* [EXCERPT PROVIDED]
____
There are people who play CS:GO with VSYNC OFF, and switches to using G-SYNC or FreeSync for other games for better, smooth motion without stutters or tearing.


If you have a very high refresh rate (240Hz), the input lag of G-SYNC becomes similarly low as VSYNC OFF (unlike at 60Hz where the difference is much bigger). 240Hz VRR is capable of eSports-quality gaming. By adding sheer Hertz, VRR becomes suitable for professional gaming.

60hz-vs-240hz.gif


......................end QUOTE............................

All for this.. affecting the whole game world moving the viewport at speed of course, (though when slower movement or stationary, or at the fastest flick movement it wouldn't really be perceptible either):

When objects move at speed or when moving the FoV/gameworld around at speed you'd get this kind of blur.
____
* [ITEMS]
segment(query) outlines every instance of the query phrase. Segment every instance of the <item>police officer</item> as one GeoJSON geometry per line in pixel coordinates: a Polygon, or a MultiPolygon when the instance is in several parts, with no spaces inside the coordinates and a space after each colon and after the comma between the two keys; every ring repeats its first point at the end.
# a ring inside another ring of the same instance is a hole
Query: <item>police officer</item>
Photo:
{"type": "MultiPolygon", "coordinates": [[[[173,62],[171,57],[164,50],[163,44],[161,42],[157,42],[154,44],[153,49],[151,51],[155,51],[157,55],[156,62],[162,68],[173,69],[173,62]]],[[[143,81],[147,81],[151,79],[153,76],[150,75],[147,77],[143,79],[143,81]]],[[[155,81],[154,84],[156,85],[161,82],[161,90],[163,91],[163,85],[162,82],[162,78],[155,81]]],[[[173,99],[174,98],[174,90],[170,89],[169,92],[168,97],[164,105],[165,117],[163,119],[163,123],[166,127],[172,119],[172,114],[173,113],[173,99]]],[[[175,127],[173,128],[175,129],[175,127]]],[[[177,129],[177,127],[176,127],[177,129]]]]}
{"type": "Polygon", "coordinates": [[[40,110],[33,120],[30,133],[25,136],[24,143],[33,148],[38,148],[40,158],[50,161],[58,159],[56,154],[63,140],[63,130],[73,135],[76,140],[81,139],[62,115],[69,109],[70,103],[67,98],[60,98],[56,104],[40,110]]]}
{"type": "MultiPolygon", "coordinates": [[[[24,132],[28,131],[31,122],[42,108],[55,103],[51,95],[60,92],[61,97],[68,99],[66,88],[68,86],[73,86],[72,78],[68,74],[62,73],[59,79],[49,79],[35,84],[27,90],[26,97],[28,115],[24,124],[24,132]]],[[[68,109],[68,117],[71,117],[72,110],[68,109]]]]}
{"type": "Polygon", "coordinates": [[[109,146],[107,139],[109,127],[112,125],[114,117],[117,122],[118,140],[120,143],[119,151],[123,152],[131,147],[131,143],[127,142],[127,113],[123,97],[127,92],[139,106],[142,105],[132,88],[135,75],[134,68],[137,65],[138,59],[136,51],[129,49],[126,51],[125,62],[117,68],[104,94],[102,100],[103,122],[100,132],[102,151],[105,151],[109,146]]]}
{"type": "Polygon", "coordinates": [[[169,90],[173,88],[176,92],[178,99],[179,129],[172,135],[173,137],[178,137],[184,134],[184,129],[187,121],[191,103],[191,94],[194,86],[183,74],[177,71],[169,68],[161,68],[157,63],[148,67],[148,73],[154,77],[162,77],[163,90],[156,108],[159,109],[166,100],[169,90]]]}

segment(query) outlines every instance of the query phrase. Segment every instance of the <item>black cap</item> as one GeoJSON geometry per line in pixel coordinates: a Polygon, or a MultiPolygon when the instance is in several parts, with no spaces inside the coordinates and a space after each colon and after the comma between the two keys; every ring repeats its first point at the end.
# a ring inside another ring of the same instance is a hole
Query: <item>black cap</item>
____
Retype the part of the gaming display excerpt that starts with the words "60hz-vs-240hz.gif" and ends with "kind of blur.". Use only the gaming display excerpt, not the data.

* [RESULT FOR THIS EXERCISE]
60hz-vs-240hz.gif


......................end QUOTE............................

All for this.. affecting the whole game world moving the viewport at speed of course, (though when slower movement or stationary, or at the fastest flick movement it wouldn't really be perceptible either):

When objects move at speed or when moving the FoV/gameworld around at speed you'd get this kind of blur.